_Your assignment_
Take the lines from the head of the listing through the one bearing "Query: guitar strap" and copy them exactly, leaving every picture out.

_Source material_
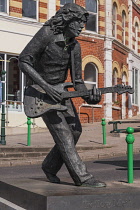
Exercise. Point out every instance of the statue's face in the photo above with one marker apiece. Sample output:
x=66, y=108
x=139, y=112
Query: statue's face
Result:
x=74, y=28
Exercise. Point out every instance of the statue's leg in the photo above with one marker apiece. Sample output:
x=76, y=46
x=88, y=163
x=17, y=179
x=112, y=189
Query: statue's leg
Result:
x=64, y=140
x=53, y=161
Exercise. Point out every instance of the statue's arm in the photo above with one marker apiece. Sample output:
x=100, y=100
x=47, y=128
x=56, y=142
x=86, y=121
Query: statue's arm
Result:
x=30, y=55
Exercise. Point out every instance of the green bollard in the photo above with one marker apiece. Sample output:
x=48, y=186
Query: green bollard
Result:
x=104, y=130
x=29, y=131
x=130, y=140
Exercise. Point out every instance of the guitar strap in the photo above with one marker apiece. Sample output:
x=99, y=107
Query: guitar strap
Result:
x=72, y=66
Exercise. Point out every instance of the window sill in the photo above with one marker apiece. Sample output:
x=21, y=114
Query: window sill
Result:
x=20, y=20
x=90, y=105
x=30, y=19
x=4, y=14
x=116, y=108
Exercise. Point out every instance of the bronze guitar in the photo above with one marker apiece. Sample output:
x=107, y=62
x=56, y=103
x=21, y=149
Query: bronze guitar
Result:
x=37, y=102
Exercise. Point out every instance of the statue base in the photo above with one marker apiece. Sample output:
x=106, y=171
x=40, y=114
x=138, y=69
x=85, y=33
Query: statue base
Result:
x=34, y=194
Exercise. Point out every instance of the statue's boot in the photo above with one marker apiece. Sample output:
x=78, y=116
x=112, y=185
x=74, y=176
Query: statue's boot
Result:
x=93, y=183
x=52, y=178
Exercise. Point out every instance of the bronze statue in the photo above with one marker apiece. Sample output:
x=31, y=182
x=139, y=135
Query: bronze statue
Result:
x=46, y=60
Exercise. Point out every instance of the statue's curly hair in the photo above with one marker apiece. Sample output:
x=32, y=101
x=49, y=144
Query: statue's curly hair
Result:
x=65, y=15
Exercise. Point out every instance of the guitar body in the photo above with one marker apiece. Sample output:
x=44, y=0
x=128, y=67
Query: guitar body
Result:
x=37, y=103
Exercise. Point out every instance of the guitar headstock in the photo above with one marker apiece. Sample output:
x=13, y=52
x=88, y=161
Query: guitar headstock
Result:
x=120, y=89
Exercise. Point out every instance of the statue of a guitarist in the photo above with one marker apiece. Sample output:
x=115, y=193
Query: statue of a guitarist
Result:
x=46, y=60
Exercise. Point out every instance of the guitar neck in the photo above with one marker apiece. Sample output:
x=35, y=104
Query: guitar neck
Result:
x=107, y=90
x=74, y=94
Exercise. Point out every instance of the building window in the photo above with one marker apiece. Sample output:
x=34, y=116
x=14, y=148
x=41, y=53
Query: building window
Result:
x=90, y=75
x=62, y=2
x=3, y=6
x=114, y=82
x=136, y=37
x=14, y=82
x=123, y=26
x=91, y=7
x=114, y=19
x=135, y=86
x=29, y=8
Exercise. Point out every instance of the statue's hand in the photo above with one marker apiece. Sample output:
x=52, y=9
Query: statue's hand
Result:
x=94, y=96
x=52, y=93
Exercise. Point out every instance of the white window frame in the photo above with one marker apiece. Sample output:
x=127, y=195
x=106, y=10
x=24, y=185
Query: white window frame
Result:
x=136, y=37
x=114, y=20
x=90, y=82
x=97, y=17
x=115, y=74
x=7, y=10
x=133, y=83
x=123, y=27
x=37, y=14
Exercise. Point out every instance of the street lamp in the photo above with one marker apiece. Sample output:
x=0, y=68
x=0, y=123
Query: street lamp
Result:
x=3, y=142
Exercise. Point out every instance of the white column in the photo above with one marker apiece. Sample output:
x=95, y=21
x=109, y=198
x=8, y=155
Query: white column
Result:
x=130, y=57
x=108, y=60
x=51, y=8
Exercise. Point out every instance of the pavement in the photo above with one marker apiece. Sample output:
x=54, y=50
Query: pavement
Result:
x=89, y=147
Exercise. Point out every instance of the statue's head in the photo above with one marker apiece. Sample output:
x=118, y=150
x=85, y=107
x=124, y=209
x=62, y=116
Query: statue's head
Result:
x=70, y=18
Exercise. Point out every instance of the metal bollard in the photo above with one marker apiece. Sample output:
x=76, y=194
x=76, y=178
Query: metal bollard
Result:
x=130, y=140
x=104, y=130
x=29, y=131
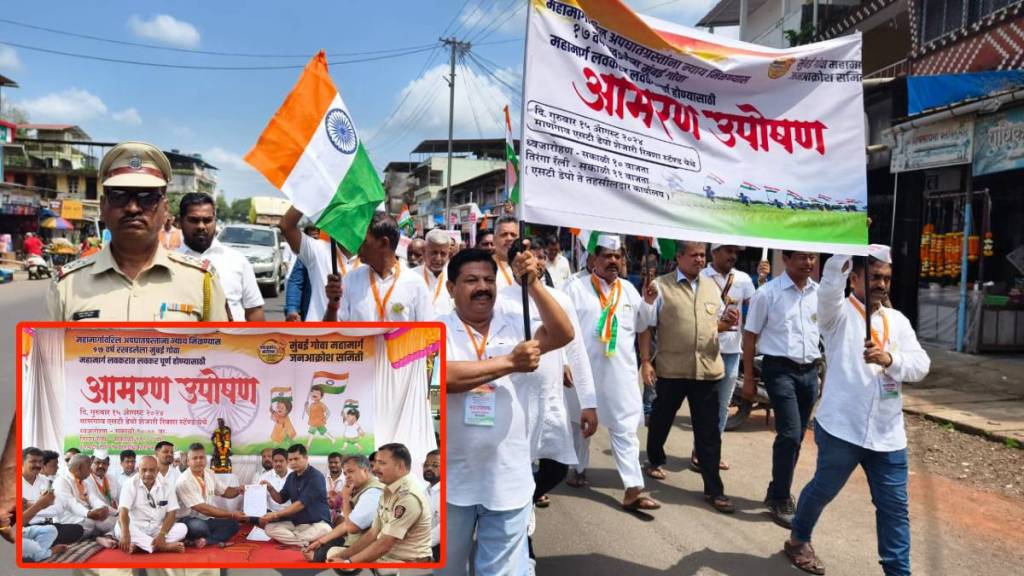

_Exercise response_
Exercise. Point out every instance of the statue's face in the photo above with one marker apiece. Sample output:
x=66, y=108
x=139, y=112
Query: statue's face
Result:
x=74, y=28
Exercise. Point out every instance of the statue's leg in the photo above with one marker apiece. Sample output:
x=76, y=46
x=88, y=163
x=17, y=179
x=112, y=189
Query: statue's leg
Result:
x=64, y=140
x=53, y=161
Exercise. Point out every instance of the statue's arm in the photo above with one marker apiece. Sample output:
x=100, y=100
x=47, y=128
x=56, y=142
x=86, y=121
Query: statue's arm
Result:
x=30, y=55
Exercise. Point out every instance of the green bollard in the photo above with one marker apiece. Sample output:
x=48, y=186
Query: green bollard
Result:
x=104, y=130
x=29, y=131
x=130, y=140
Exercise. Point out every instance of the guitar strap in the photo above with one marker apiece. Sample output:
x=99, y=107
Query: guitar strap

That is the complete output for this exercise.